EXERCISE PROMPT> Turn the records into a Markdown table with two columns, No. and Line, where each row holds a running number and one line. Leave out any blank lines.

SOURCE MATERIAL>

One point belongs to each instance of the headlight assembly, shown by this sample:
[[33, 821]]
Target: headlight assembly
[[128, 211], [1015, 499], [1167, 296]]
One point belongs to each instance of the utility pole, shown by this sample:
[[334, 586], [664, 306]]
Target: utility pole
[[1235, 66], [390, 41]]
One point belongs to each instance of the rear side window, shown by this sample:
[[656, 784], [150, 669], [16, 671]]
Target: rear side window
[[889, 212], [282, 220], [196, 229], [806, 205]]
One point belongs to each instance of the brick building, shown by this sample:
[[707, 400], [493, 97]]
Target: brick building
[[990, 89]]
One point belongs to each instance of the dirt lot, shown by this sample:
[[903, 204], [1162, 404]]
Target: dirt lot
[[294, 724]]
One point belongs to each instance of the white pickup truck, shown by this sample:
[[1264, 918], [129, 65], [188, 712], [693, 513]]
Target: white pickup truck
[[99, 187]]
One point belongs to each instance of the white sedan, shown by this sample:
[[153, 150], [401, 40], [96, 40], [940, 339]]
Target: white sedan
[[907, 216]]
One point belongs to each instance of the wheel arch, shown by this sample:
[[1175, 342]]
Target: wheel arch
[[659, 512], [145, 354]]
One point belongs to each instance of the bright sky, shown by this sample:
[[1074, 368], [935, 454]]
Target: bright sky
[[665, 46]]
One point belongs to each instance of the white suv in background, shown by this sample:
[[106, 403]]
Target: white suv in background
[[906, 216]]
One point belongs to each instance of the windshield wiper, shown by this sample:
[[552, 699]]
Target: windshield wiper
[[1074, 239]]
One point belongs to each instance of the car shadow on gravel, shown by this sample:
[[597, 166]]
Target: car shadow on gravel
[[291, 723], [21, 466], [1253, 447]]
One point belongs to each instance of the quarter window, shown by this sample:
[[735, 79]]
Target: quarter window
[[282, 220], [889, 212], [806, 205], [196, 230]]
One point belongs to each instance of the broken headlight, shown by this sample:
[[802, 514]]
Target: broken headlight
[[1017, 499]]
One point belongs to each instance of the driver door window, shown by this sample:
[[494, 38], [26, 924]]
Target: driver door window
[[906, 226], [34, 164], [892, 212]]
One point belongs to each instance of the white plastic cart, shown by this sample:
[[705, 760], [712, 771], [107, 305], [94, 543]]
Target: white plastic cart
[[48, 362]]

WRITTEN ANSWER>
| No. | Line |
|---|---|
| 1 | One point belongs to each instance of the headlight assembly, shown by this sample: |
| 2 | [[33, 821]] |
| 3 | Target: headlight assembly |
| 4 | [[128, 211], [1015, 499], [1167, 296]] |
| 5 | One point belongs to each instance of the utility pole, shown by this sample: |
| 6 | [[334, 586], [664, 306]] |
| 7 | Target: utility pole |
| 8 | [[1235, 66], [390, 41]] |
| 9 | One point belongs to each instance of the rear side window, shown by this sample: |
| 10 | [[656, 784], [150, 669], [16, 671]] |
| 11 | Target: rear side window |
| 12 | [[889, 212], [282, 220], [196, 229], [806, 205]] |
| 13 | One point belongs to each instance of the brick building, shown by this sample: |
| 14 | [[707, 400], [493, 97]] |
| 15 | Target: brick building |
| 16 | [[990, 89]] |
| 17 | One point belongs to each instance of the dirt lot, shown by this sample: |
| 18 | [[903, 204], [1162, 404]] |
| 19 | Target: dirt lot |
| 20 | [[294, 724]] |
| 21 | One point belongs to each instance of the white pickup truck, shown by this sample: |
| 22 | [[1264, 918], [129, 65], [188, 712], [693, 513]] |
| 23 | Target: white pickup truck |
| 24 | [[99, 187]] |
| 25 | One point belongs to each instance of the white sedan, shown by this sample: |
| 26 | [[153, 150], [401, 40], [96, 40], [940, 339]] |
| 27 | Target: white sedan |
| 28 | [[907, 216]] |
| 29 | One point belongs to each instance of the wheel arch, shown by this sample: |
| 30 | [[1175, 342]] |
| 31 | Target: wheel arch |
| 32 | [[659, 512], [145, 354]] |
| 33 | One point belongs to each instance of the bright sky, shown by this sample: |
| 34 | [[1074, 368], [935, 454]] |
| 35 | Target: bright sky |
| 36 | [[665, 46]] |
| 37 | One point belongs to each instance of the white suv in background, shown by this sample: |
| 38 | [[106, 403]] |
| 39 | Target: white suv in background |
| 40 | [[906, 216]] |
| 41 | One point belongs to each instance of the windshield wiper, shown by this sample: |
| 42 | [[552, 699]] |
| 43 | Target: windshield wiper |
| 44 | [[1074, 239]] |
| 45 | One point belongs to each instance of the car shadow on gravel, shown by this sample: |
| 46 | [[597, 166]] |
| 47 | Target: car shadow on gravel |
| 48 | [[291, 723], [21, 466], [1253, 447]] |
| 49 | One point belongs to each instance of the quarter window, shown by this sample: |
| 50 | [[735, 79]] |
| 51 | Target: quarter window |
| 52 | [[282, 220], [889, 212], [806, 205], [196, 230]] |
| 53 | One point belongs to each instance of the broken headlight, shown by this sample: |
| 54 | [[802, 514]] |
| 55 | Target: broken headlight |
| 56 | [[1017, 499]] |
| 57 | One point belongs to each instance of the driver door window, shown by this sample: |
| 58 | [[494, 38], [26, 924]] |
| 59 | Target: driver door window |
| 60 | [[906, 226], [34, 164], [892, 212]] |
| 61 | One point belongs to each instance of the white plastic cart, shown by this sample: |
| 62 | [[705, 760], [712, 771], [107, 305], [94, 543]] |
| 63 | Target: white plastic cart |
| 64 | [[48, 362]] |